### Challenge
Copy all the material below, exactly as it stands.

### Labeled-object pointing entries
****************
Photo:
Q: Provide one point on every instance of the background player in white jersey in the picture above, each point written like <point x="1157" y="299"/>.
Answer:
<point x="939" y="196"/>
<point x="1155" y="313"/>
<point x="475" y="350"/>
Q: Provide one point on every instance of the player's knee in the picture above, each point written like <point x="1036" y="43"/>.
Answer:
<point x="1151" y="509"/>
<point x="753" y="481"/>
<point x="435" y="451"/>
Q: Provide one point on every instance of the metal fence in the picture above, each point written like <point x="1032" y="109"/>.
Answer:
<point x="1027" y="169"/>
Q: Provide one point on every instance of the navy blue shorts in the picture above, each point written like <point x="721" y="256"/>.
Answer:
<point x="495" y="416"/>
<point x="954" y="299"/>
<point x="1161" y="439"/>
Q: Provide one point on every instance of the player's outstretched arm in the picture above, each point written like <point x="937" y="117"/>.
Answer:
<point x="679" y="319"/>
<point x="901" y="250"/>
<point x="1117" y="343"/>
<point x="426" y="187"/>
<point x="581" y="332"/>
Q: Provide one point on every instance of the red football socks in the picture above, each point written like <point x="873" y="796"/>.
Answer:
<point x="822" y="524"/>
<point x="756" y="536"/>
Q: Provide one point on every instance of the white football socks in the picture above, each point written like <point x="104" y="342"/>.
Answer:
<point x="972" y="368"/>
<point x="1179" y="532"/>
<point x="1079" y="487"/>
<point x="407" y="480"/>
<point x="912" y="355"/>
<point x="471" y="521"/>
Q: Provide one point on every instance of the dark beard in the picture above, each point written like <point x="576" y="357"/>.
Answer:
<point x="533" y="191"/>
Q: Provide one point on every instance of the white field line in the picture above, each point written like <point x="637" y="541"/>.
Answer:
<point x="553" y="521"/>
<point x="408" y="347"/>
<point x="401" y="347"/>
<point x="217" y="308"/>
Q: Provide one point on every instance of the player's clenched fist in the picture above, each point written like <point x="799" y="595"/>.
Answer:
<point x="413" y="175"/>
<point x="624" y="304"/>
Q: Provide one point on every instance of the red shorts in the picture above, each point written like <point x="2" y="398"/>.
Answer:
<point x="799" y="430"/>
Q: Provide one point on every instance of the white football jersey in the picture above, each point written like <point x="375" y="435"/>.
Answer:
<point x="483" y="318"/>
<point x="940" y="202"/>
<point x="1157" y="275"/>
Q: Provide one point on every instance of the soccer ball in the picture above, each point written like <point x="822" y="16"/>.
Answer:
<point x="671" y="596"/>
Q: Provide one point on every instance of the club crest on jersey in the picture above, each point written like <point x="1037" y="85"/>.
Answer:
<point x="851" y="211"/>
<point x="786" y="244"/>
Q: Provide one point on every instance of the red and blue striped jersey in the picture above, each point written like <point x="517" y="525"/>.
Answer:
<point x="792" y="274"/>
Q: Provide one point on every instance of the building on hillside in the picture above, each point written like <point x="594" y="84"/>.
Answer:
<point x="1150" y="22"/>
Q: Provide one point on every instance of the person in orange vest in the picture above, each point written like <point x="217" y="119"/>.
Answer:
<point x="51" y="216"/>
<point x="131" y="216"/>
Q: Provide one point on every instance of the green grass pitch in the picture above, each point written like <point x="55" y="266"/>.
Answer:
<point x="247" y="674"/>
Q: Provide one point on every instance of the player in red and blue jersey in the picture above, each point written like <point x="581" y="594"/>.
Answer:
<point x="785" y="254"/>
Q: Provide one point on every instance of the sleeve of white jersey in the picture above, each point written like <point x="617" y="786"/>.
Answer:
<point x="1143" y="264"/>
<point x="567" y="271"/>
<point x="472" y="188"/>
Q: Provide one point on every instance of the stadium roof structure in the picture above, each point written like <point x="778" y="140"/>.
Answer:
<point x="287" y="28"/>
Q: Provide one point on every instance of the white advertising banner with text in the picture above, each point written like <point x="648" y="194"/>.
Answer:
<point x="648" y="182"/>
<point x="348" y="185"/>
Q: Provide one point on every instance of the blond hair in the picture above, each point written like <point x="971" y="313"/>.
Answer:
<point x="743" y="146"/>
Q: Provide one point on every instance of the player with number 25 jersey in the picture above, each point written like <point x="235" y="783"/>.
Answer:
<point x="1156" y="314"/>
****************
### Response
Photo:
Q: Provide one point on every instance of the background player in white jersey in the picture above, each point written like <point x="1157" y="299"/>.
Answer:
<point x="939" y="196"/>
<point x="1155" y="313"/>
<point x="475" y="350"/>
Q: Provide one point on every instance of the player's knee in the picture above, each point written like <point x="1036" y="43"/>.
Answer:
<point x="1151" y="509"/>
<point x="753" y="481"/>
<point x="435" y="451"/>
Q: Provide one point on every instance of the metal fence in the picture above, each point written like <point x="1032" y="109"/>.
Answer:
<point x="1027" y="169"/>
Q: Provide one point on every instance of the navy blue shorts in the picture above, each point written like <point x="721" y="256"/>.
Answer:
<point x="495" y="416"/>
<point x="954" y="299"/>
<point x="1161" y="439"/>
Q: Provide one point on every instance of the player's outstretched arm in the picture above, each point written like <point x="937" y="117"/>.
Answer:
<point x="679" y="319"/>
<point x="901" y="250"/>
<point x="1117" y="343"/>
<point x="426" y="187"/>
<point x="581" y="332"/>
Q: Provide one point on every instance of the red football socks in the picture above, each point written like <point x="873" y="796"/>.
Answer:
<point x="822" y="524"/>
<point x="756" y="536"/>
Q: Provide one point on every instance of the white football socks in the picture above, each point written like <point x="104" y="342"/>.
Answer:
<point x="972" y="368"/>
<point x="1179" y="532"/>
<point x="1079" y="487"/>
<point x="407" y="480"/>
<point x="912" y="355"/>
<point x="471" y="521"/>
Q: Provide one point on every instance of the dark beard in the picture above, each point written like <point x="576" y="357"/>.
Answer:
<point x="533" y="191"/>
Q: Provide one point on every instance of the white field line in the picture above, each point written like <point x="637" y="541"/>.
Answer:
<point x="553" y="521"/>
<point x="408" y="347"/>
<point x="401" y="347"/>
<point x="217" y="308"/>
Q: Provide one point on every instance of the player's clenched fist in the picture above, each point written like <point x="799" y="595"/>.
Answer:
<point x="413" y="175"/>
<point x="624" y="304"/>
Q: Provide one point on every instance of the red shorts in the picture above, each point written like <point x="2" y="398"/>.
Answer:
<point x="799" y="430"/>
Q: Provide one point on every instance of the white football jersey in the picture above, each point written like <point x="375" y="435"/>.
Answer:
<point x="483" y="318"/>
<point x="940" y="202"/>
<point x="1157" y="275"/>
Q: Provide one point on every instance of the soccer ball in the picture above, each point written like <point x="822" y="16"/>.
Answer:
<point x="671" y="596"/>
Q: Provide one point on every instance of the club crest on jersey in the picture above, each point written like <point x="1037" y="85"/>.
Answer:
<point x="851" y="211"/>
<point x="786" y="244"/>
Q: Provide one point on every instance of the red and blue striped jersey in the picture above, each point written like <point x="517" y="525"/>.
Answer:
<point x="792" y="274"/>
Q: Provide one point on every instance of the building on hillside in the picture above, each point written like <point x="594" y="84"/>.
Answer:
<point x="1150" y="22"/>
Q: Provide one point on every instance of the person in orange vest in the picture above, each point written like <point x="217" y="119"/>.
Answer:
<point x="51" y="216"/>
<point x="131" y="216"/>
Q: Provide one point on every instance of the green grass pitch in the picture above, each point written like <point x="55" y="266"/>.
Answer:
<point x="247" y="674"/>
Q: Provide one point on every instance of the player in red and blue jersey in the picture above, each point written like <point x="581" y="594"/>.
Answer:
<point x="785" y="254"/>
Q: Provide one point on every instance of the sleeve of white jersey in the picture above, each point written like <point x="617" y="786"/>.
Answer:
<point x="1143" y="264"/>
<point x="567" y="271"/>
<point x="472" y="188"/>
Q: Provide one point on every instance of the stadium roof structure in the picture above, each point written like <point x="778" y="140"/>.
Answer:
<point x="287" y="28"/>
Q: Provide one point on every instance of the white advertising banner with text in the picture above, each point written like <point x="648" y="194"/>.
Answer:
<point x="648" y="182"/>
<point x="348" y="185"/>
Q: Provide one point on every instance of the blond hair in the picture above, each point written like <point x="971" y="313"/>.
Answer:
<point x="743" y="146"/>
Q: Provide one point on every instance of the player with number 25 jersey in the picture above, each point written like <point x="235" y="783"/>.
Answer:
<point x="1156" y="314"/>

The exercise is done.